* Passage to read:
## BEGIN

Europe – Be Greedy When Others Are Fearful? (TOT, NOVN, ENI, FXE, AZN)

Author's Avatar
Dec 12, 2011
The Opportunity: We all know the reasons to be bearish on eurozone equities. It’s on the front cover of every paper and likely most of our clients/grandmothers/Occupy Wall Street-supporting friends could tell us why it’s a really stupid idea to buy European equities right now. Investing is the only activity I can think of when the majority are usually most wrong when they are most convinced. Now, I am of the opinion that most market participants and especially the politicians do not yet believe how grave the situation is — last Thursday and Friday the market cheered what was essentially an announcement that there would be more important announcements in the future. However, I also believe that with so much attention on the big picture, there are likely to be some attractive “risks worth taking” out there. So let’s assess the facts.

## END

* Dataset extract:
## BEGIN

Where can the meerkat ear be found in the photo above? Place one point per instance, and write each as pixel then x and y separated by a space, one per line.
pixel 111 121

## END

* Written task 1:
In the article on European equities, reproduce word for word the passage from "Author's Avatar" up to and including "assess the facts.".
* Written task 2:
Answer these questions using the article on European equities.
(a) What date appears on the article?
(b) What did the market cheer last Thursday and Friday?
(c) Because so much attention is on the big picture, what does the author believe is likely to be out there?

* Correct response 1:
Author's Avatar
Dec 12, 2011
The Opportunity: We all know the reasons to be bearish on eurozone equities. It’s on the front cover of every paper and likely most of our clients/grandmothers/Occupy Wall Street-supporting friends could tell us why it’s a really stupid idea to buy European equities right now. Investing is the only activity I can think of when the majority are usually most wrong when they are most convinced. Now, I am of the opinion that most market participants and especially the politicians do not yet believe how grave the situation is — last Thursday and Friday the market cheered what was essentially an announcement that there would be more important announcements in the future. However, I also believe that with so much attention on the big picture, there are likely to be some attractive “risks worth taking” out there. So let’s assess the facts.

* Correct response 2:
(a) Dec 12, 2011
(b) What was essentially an announcement that there would be more important announcements in the future
(c) Some attractive "risks worth taking"